— begin EXERCISE MATERIAL —
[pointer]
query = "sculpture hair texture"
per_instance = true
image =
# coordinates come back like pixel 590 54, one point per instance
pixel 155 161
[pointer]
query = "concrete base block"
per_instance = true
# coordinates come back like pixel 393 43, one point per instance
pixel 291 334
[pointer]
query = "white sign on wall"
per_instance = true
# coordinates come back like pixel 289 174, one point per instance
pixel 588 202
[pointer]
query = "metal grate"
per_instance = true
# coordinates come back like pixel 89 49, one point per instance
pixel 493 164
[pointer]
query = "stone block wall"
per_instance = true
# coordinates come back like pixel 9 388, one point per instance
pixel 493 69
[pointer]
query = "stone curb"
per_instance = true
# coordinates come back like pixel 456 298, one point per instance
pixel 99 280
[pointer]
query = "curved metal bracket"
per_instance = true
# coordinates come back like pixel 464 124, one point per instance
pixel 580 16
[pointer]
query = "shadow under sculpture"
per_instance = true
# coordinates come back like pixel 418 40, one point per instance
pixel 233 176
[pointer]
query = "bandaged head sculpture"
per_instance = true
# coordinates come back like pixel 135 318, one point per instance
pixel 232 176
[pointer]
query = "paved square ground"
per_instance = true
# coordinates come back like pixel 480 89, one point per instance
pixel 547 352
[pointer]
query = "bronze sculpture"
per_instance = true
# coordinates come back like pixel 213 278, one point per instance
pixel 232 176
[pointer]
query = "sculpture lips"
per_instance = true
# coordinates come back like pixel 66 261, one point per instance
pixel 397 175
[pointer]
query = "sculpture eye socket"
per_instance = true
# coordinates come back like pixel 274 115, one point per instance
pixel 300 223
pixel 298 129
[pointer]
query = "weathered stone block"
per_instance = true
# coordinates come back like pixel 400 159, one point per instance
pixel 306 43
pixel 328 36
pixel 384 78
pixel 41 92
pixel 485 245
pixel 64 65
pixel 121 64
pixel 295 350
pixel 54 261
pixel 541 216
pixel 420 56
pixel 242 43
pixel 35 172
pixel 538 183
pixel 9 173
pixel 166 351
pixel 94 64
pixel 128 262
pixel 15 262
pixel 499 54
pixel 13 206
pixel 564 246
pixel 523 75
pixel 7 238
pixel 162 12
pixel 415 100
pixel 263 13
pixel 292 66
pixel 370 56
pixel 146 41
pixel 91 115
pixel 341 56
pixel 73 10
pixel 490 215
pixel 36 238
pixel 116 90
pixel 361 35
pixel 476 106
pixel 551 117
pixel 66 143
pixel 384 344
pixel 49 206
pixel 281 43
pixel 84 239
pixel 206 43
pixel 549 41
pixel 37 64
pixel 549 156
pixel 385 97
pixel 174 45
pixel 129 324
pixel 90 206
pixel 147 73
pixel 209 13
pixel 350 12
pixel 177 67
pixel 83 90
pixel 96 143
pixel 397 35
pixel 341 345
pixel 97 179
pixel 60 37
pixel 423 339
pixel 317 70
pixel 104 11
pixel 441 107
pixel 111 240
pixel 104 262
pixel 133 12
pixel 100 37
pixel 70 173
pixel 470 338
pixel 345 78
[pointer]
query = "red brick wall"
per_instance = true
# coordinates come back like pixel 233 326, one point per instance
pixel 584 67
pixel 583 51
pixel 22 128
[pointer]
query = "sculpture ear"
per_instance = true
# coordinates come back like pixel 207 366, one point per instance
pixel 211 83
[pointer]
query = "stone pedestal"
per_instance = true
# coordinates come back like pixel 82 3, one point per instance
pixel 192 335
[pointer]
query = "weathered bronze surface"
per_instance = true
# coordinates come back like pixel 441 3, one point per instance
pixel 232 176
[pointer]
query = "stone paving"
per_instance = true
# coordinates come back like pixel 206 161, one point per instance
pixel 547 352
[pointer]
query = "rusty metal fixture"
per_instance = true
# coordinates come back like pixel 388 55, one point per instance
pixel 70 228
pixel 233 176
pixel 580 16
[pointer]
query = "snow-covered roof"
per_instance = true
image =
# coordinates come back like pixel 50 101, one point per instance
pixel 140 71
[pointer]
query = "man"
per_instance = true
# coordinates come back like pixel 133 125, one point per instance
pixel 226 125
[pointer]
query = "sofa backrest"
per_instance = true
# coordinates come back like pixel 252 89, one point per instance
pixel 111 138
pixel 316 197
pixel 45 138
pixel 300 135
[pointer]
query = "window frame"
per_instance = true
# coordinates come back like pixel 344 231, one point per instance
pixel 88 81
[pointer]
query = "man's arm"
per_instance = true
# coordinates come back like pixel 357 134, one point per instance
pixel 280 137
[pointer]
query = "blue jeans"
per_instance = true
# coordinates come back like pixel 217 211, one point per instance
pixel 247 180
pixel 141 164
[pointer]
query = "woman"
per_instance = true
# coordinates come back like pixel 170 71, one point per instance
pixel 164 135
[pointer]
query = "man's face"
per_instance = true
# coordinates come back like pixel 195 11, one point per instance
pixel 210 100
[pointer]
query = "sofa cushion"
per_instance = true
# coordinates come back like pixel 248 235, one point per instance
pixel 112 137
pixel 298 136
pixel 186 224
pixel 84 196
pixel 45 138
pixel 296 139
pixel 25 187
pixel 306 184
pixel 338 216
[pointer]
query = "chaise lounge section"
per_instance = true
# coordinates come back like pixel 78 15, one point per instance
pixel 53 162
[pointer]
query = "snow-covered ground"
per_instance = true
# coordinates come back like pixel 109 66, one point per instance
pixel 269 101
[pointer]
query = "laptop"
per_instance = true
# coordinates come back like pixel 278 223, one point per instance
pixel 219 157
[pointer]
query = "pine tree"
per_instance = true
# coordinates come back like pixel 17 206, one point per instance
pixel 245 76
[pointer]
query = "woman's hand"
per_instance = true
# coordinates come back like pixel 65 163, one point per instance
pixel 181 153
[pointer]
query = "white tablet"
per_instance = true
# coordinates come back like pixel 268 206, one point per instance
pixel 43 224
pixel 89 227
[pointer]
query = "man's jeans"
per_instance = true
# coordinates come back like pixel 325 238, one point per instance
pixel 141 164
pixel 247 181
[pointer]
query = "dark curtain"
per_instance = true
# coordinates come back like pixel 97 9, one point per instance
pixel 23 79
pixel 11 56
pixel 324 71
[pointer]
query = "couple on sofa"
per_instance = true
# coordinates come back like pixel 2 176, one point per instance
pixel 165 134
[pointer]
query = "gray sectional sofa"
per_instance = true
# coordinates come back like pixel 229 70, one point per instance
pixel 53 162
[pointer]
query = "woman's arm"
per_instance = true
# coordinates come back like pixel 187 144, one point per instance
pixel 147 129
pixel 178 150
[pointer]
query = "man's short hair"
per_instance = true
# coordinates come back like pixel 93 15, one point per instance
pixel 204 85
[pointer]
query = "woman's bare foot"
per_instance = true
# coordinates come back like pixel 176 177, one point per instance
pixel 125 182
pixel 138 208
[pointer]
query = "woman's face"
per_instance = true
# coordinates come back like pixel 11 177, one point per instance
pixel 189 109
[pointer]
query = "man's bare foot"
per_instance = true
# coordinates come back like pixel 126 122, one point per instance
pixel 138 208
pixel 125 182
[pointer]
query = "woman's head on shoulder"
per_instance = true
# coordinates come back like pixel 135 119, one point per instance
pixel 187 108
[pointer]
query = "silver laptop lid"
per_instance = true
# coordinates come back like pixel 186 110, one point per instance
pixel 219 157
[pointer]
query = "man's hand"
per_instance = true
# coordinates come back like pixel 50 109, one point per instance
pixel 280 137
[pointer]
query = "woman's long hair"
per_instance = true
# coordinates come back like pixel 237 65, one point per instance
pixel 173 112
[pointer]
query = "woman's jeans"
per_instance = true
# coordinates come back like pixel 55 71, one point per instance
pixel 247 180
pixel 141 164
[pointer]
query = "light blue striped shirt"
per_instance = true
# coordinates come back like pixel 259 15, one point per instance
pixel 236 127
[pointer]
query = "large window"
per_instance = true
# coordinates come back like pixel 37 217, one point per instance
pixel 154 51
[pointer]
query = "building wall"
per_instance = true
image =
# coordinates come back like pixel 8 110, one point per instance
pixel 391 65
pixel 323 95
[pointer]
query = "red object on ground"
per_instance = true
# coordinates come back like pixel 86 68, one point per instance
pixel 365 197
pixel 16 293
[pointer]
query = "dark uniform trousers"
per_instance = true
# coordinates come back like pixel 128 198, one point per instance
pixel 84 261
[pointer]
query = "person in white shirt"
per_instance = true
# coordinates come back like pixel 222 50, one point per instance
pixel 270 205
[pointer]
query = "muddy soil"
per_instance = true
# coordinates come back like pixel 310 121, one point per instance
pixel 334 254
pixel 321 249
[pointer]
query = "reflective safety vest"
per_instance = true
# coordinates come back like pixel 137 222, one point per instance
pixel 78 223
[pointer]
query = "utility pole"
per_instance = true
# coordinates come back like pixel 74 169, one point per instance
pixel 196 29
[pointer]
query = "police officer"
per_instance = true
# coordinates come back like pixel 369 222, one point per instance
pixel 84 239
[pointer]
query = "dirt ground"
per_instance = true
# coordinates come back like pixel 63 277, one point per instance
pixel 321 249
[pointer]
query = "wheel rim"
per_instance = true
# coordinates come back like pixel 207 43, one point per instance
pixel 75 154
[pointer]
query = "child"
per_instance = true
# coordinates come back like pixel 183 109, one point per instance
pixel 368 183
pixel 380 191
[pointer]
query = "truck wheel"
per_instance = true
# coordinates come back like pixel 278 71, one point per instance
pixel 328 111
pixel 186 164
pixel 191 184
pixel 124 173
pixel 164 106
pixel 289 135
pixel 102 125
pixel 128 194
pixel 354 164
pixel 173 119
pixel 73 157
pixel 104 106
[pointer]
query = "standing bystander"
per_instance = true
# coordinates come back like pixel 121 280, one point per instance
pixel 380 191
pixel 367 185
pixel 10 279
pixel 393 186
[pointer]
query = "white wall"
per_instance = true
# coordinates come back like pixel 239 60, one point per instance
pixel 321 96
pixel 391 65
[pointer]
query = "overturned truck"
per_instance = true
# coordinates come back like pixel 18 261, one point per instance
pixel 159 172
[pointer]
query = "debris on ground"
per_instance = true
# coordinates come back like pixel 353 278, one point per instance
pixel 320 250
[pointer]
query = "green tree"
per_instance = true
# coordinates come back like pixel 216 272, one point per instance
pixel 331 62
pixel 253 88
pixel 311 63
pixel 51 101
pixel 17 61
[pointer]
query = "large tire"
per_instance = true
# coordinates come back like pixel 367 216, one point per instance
— end EXERCISE MATERIAL —
- [AIM OF THE EXERCISE]: Count the lines in the items above that contain the string "bare". Reply with the number only.

- [EXERCISE RESULT]: 2